- [Quoted passage]
The impatient part of me wants to be highlining already, laments that I didn’t have the courage to take a fall this time, and groans over my cautiousness—fearing that it might actually be unconquerable cowardice. Luckily I was surrounded by girls who have gone through or are currently going through the same thing. They’ve shown and shared how the process of overcoming fear is a natural one and (for most sane people) takes time.
A day or two after arriving home, I stumbled across a new quote by the oh so quotable legendary highwire walker Philippe Petit that further calmed some of my impatience:
“It cannot be done all at once. To overpower vertigo—the keeper of the abyss—one must tame it, cautiously.”
Even the greatest balancers go step by step. That I can do. So I’m going to be happy with what I’ve accomplished during my introductory experiences highlining. I’ve taken my first steps (or scoots) toward taming the actual abyss of high balancing.

- [Given task 1]
In the highlining passage, translate the sentence "Even the greatest balancers go step by step." into Spanish.
- [Given task 2]
Transcribe a section of the highlining passage without alteration, beginning at the words "A day or two" and stopping after the words "of high balancing.".

- [Information shown]
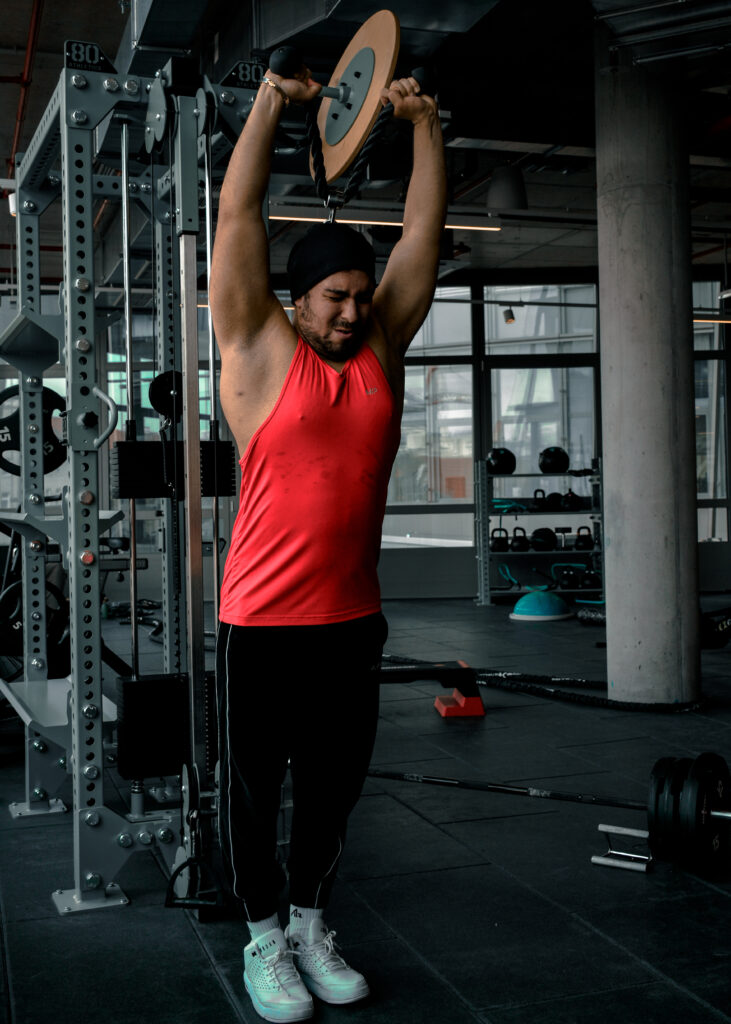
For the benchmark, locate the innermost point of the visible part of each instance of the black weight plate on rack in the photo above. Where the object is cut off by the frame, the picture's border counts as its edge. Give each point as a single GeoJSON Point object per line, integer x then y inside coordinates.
{"type": "Point", "coordinates": [668, 826]}
{"type": "Point", "coordinates": [704, 840]}
{"type": "Point", "coordinates": [660, 771]}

- [Correct result 1]
Incluso los mejores equilibristas avanzan paso a paso.

- [Correct result 2]
A day or two after arriving home, I stumbled across a new quote by the oh so quotable legendary highwire walker Philippe Petit that further calmed some of my impatience:
“It cannot be done all at once. To overpower vertigo—the keeper of the abyss—one must tame it, cautiously.”
Even the greatest balancers go step by step. That I can do. So I’m going to be happy with what I’ve accomplished during my introductory experiences highlining. I’ve taken my first steps (or scoots) toward taming the actual abyss of high balancing.